世界三大瀑布の記事を、一字一句変えずに全文書き写してください。

# 文書
========

【世界三大瀑布】「ナイアガラ滝」とあと2つは?新宿ー原宿の距離より長い南米の滝も

Posted by: 坂本正敬

掲載日: Dec 23rd, 2022

世界を代表するとされるものを3つ取り上げて、「世界三大〇〇」と呼ばれるさまざまなものがありますよね。そこで、どんな事物がそういわれているのか調べてみました。あなたはどれだけ知っているでしょうか? 今回は、見る人を圧倒する観光スポット「世界三大瀑布」を紹介します。

ナイアガラ滝
ナイアガラ滝 YingHui Liu / Shutterstock.com
 


 

「瀑布」の意味

ナイアガラの滝
本題に入る前に、ちょっとした疑問を解決しておきましょう。

そもそも「瀑布」という言葉、普段はあまり使いませんよね。「三大瀑布」と言いたいときにだけ使う印象がありますが、辞書を見ると、次のような意味や由来が書かれています。

水が暴れるようにあふれ出るさまを「瀑」と表現し、そのあふれ出る水の様子が、高いところから白い布を垂らしたように見えるため「瀑布」と呼ぶのだとか。

日本で有名な滝といえば、富山県の「称名滝」(落差約350m)や栃木県の「華厳の滝」(落差約97m)、和歌山県の「那智の滝」(落差約133m)、茨城県の「袋田の滝」(落差約80m)などでしょうか。

しかし、残念ながら、これらの滝は世界三大瀑布に入っていません。一体、どこの国の何の滝が世界三大瀑布に入っているのでしょう。

ナイアガラの滝とほか2つは?

========

# 提供された行
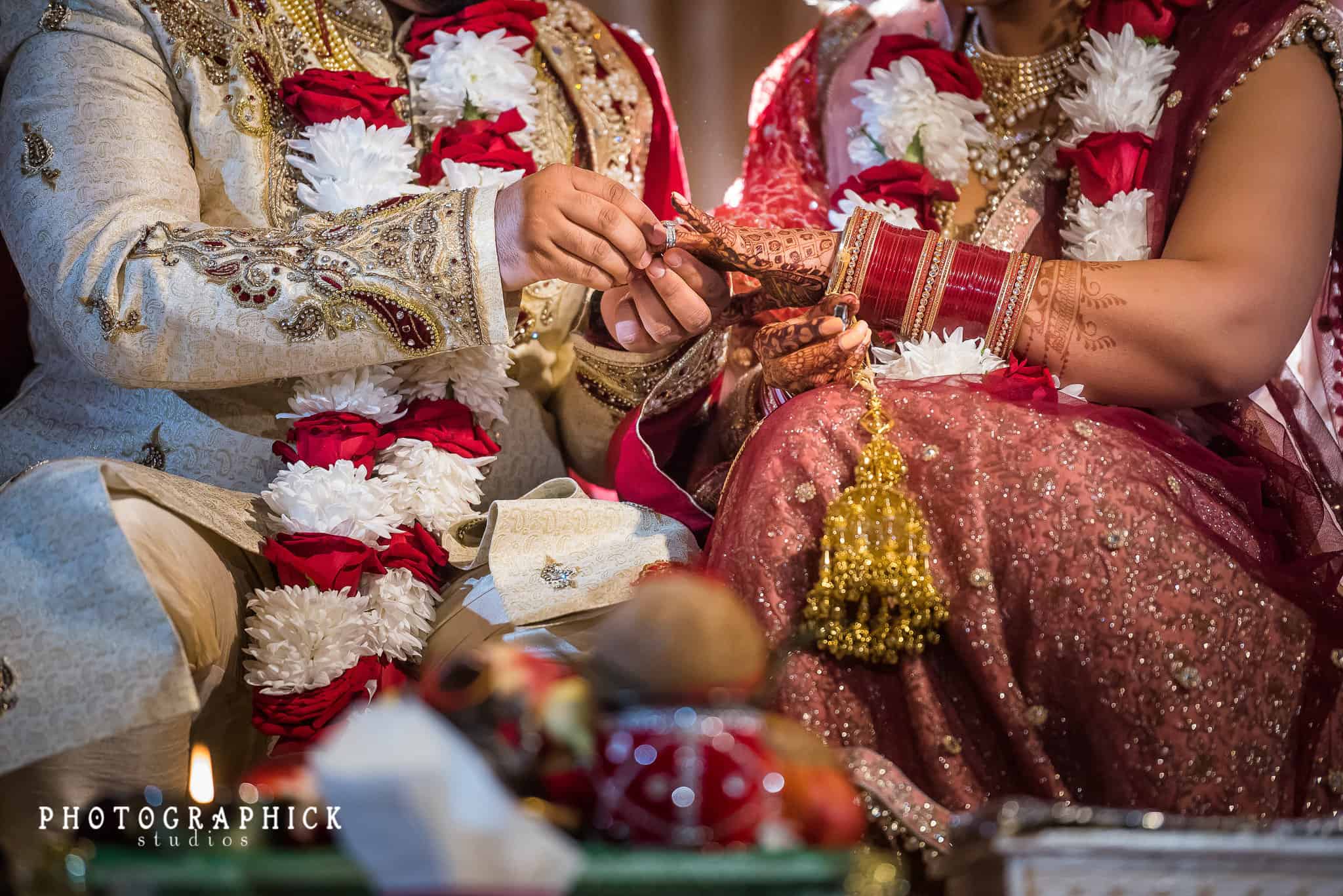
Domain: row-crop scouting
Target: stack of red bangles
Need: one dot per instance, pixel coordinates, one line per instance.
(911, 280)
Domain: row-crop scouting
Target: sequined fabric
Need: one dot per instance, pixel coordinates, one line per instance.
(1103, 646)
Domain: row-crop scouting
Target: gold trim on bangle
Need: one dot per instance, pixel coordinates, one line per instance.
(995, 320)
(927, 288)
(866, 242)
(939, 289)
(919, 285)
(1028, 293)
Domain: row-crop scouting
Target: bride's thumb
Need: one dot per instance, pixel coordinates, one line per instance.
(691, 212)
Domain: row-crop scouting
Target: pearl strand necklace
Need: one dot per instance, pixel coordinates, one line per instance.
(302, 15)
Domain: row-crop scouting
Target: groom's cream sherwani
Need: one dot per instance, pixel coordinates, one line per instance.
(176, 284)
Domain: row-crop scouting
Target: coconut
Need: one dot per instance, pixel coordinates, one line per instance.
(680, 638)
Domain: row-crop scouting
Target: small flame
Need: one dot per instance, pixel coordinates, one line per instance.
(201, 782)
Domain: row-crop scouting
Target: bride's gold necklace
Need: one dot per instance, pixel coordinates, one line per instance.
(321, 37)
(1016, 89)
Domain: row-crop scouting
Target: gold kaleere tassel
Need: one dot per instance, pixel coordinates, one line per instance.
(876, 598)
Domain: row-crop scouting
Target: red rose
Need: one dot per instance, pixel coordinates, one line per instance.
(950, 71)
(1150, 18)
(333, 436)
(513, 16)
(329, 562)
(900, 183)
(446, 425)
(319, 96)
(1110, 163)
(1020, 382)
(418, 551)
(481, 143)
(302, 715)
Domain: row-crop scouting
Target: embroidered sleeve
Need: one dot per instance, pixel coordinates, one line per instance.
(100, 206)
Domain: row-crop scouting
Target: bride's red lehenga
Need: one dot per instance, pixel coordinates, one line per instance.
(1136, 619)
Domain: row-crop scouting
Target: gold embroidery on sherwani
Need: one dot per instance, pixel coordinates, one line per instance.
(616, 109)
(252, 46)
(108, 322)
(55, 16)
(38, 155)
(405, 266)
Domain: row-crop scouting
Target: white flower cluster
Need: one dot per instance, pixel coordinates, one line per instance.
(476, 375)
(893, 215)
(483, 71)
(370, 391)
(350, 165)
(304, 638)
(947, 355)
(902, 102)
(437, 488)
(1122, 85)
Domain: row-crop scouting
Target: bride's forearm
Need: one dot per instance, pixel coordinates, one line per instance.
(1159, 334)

========

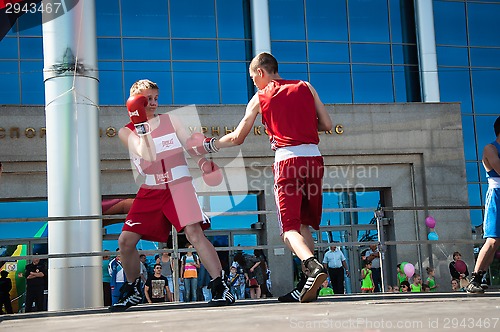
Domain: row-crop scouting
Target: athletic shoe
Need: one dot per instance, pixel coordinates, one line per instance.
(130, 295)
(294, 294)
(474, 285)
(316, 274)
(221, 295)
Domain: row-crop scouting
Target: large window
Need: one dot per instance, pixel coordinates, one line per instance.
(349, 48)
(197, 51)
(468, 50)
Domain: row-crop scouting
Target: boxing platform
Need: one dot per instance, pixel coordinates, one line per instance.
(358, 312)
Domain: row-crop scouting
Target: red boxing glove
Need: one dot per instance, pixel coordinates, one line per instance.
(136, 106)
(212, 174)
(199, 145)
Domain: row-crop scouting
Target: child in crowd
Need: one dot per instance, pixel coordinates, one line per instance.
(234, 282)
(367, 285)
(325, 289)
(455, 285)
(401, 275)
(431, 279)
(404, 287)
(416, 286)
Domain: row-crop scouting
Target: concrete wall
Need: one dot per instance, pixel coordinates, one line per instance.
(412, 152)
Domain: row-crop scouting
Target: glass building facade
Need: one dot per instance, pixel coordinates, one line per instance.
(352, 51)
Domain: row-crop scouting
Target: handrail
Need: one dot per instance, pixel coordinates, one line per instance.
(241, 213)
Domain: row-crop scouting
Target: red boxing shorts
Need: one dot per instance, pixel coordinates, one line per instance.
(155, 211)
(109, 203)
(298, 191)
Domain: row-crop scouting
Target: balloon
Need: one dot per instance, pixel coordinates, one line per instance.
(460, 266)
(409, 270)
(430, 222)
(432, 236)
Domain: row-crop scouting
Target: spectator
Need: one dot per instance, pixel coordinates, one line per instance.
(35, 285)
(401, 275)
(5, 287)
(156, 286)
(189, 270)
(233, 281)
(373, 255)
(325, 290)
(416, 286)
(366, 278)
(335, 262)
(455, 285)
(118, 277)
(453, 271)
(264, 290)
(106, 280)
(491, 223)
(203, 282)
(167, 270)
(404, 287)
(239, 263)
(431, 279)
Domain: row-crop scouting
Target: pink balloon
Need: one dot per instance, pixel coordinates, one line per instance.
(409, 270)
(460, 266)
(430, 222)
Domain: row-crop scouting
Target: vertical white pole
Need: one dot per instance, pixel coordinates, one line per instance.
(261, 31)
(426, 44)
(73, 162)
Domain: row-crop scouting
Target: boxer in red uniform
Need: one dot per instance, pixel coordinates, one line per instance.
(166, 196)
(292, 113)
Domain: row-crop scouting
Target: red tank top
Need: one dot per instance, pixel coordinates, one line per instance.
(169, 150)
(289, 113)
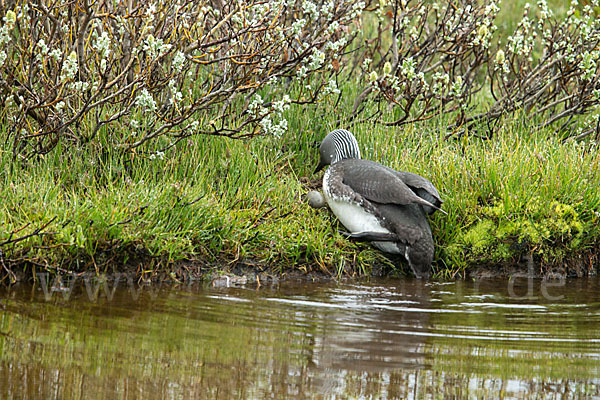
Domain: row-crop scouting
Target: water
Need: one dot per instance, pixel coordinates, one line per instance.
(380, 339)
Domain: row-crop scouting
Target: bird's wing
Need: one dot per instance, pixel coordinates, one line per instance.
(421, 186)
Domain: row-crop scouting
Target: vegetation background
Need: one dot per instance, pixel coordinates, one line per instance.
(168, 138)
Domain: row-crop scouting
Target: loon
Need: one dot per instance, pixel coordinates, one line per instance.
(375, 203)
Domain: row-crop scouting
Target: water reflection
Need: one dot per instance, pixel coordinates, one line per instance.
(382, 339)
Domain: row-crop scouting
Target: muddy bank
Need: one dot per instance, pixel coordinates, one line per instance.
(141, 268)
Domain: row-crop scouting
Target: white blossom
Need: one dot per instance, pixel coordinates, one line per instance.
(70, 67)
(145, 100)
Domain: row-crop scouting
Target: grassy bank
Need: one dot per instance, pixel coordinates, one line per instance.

========

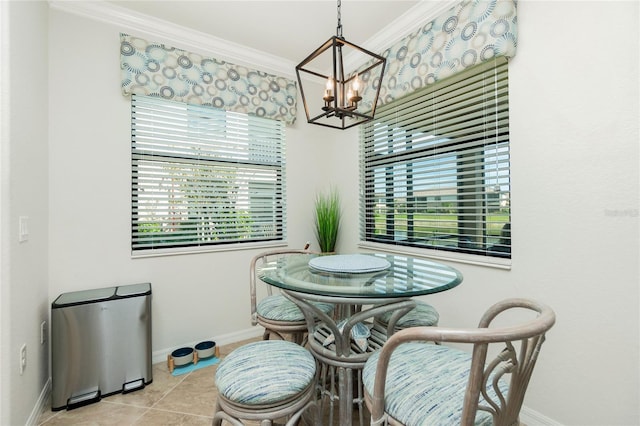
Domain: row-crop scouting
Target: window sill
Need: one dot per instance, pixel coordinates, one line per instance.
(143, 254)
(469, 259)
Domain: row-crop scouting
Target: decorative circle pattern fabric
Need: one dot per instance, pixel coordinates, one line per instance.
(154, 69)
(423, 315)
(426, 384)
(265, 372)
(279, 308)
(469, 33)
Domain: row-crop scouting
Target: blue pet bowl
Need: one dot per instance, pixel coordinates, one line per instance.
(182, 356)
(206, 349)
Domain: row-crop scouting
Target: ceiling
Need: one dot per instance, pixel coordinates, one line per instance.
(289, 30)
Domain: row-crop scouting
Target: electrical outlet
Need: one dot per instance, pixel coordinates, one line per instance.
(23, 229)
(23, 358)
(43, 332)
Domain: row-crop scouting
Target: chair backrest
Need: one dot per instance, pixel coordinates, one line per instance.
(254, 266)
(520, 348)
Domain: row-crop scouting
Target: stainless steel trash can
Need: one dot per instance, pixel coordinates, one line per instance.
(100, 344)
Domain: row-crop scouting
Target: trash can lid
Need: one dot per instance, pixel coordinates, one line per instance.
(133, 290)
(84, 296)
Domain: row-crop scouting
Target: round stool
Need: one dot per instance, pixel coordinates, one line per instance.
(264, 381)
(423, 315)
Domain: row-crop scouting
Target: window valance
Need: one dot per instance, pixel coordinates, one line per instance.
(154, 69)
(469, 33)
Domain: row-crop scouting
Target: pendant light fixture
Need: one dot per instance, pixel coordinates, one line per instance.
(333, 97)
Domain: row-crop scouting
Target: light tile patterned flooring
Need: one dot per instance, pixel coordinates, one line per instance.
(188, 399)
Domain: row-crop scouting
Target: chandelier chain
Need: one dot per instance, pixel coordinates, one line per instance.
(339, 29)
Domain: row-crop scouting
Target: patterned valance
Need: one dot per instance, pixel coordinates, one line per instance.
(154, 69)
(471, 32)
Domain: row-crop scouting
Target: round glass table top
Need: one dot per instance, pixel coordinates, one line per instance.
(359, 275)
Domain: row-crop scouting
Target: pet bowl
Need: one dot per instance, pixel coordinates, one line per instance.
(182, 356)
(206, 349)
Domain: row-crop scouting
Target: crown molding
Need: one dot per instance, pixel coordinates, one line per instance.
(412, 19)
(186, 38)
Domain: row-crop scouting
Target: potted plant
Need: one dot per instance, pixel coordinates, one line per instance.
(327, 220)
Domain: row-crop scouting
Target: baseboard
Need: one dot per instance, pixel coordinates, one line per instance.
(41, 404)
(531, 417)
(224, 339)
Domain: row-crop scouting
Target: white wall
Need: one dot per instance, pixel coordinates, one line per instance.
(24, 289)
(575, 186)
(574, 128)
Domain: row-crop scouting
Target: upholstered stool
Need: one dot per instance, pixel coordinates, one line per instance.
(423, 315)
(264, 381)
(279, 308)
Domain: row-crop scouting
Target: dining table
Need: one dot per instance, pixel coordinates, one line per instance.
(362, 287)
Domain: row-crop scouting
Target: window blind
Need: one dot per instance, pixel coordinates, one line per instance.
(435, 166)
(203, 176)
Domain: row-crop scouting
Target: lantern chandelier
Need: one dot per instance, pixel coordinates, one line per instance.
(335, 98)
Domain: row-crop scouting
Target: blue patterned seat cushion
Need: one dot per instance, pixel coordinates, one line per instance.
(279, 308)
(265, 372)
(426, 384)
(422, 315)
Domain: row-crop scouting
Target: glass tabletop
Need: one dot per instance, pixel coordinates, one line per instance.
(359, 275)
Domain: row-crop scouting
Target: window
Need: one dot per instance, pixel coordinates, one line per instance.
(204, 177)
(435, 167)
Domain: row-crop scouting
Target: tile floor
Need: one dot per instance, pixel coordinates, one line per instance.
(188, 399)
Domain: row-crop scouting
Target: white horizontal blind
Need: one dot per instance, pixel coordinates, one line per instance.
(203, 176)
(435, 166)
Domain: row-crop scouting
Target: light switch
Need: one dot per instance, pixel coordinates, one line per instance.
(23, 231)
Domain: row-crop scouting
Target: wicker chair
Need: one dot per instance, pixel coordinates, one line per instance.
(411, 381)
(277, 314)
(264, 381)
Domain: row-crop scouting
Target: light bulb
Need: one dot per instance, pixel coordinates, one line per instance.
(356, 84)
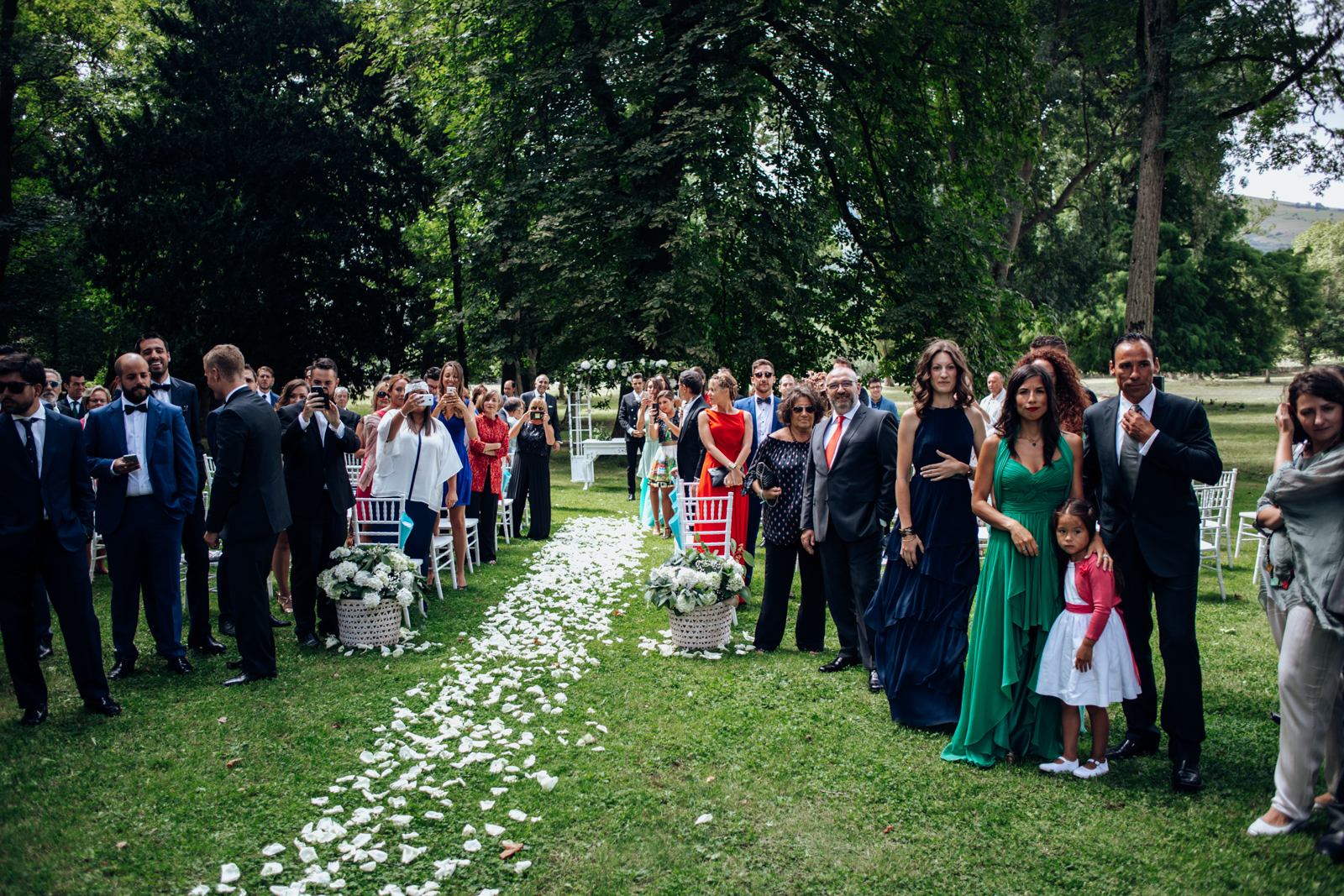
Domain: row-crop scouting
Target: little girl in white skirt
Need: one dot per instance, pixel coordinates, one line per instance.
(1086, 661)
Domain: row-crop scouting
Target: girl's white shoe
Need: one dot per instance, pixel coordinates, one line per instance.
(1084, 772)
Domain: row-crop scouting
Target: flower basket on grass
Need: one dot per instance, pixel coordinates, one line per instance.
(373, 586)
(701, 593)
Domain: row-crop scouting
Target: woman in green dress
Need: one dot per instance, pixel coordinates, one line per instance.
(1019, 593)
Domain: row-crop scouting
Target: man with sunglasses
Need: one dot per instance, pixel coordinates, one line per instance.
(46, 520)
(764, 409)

========

# 解答
【世界三大瀑布】「ナイアガラ滝」とあと2つは?新宿ー原宿の距離より長い南米の滝も

Posted by: 坂本正敬

掲載日: Dec 23rd, 2022

世界を代表するとされるものを3つ取り上げて、「世界三大〇〇」と呼ばれるさまざまなものがありますよね。そこで、どんな事物がそういわれているのか調べてみました。あなたはどれだけ知っているでしょうか? 今回は、見る人を圧倒する観光スポット「世界三大瀑布」を紹介します。

ナイアガラ滝
ナイアガラ滝 YingHui Liu / Shutterstock.com
 


 

「瀑布」の意味

ナイアガラの滝
本題に入る前に、ちょっとした疑問を解決しておきましょう。

そもそも「瀑布」という言葉、普段はあまり使いませんよね。「三大瀑布」と言いたいときにだけ使う印象がありますが、辞書を見ると、次のような意味や由来が書かれています。

水が暴れるようにあふれ出るさまを「瀑」と表現し、そのあふれ出る水の様子が、高いところから白い布を垂らしたように見えるため「瀑布」と呼ぶのだとか。

日本で有名な滝といえば、富山県の「称名滝」(落差約350m)や栃木県の「華厳の滝」(落差約97m)、和歌山県の「那智の滝」(落差約133m)、茨城県の「袋田の滝」(落差約80m)などでしょうか。

しかし、残念ながら、これらの滝は世界三大瀑布に入っていません。一体、どこの国の何の滝が世界三大瀑布に入っているのでしょう。

ナイアガラの滝とほか2つは?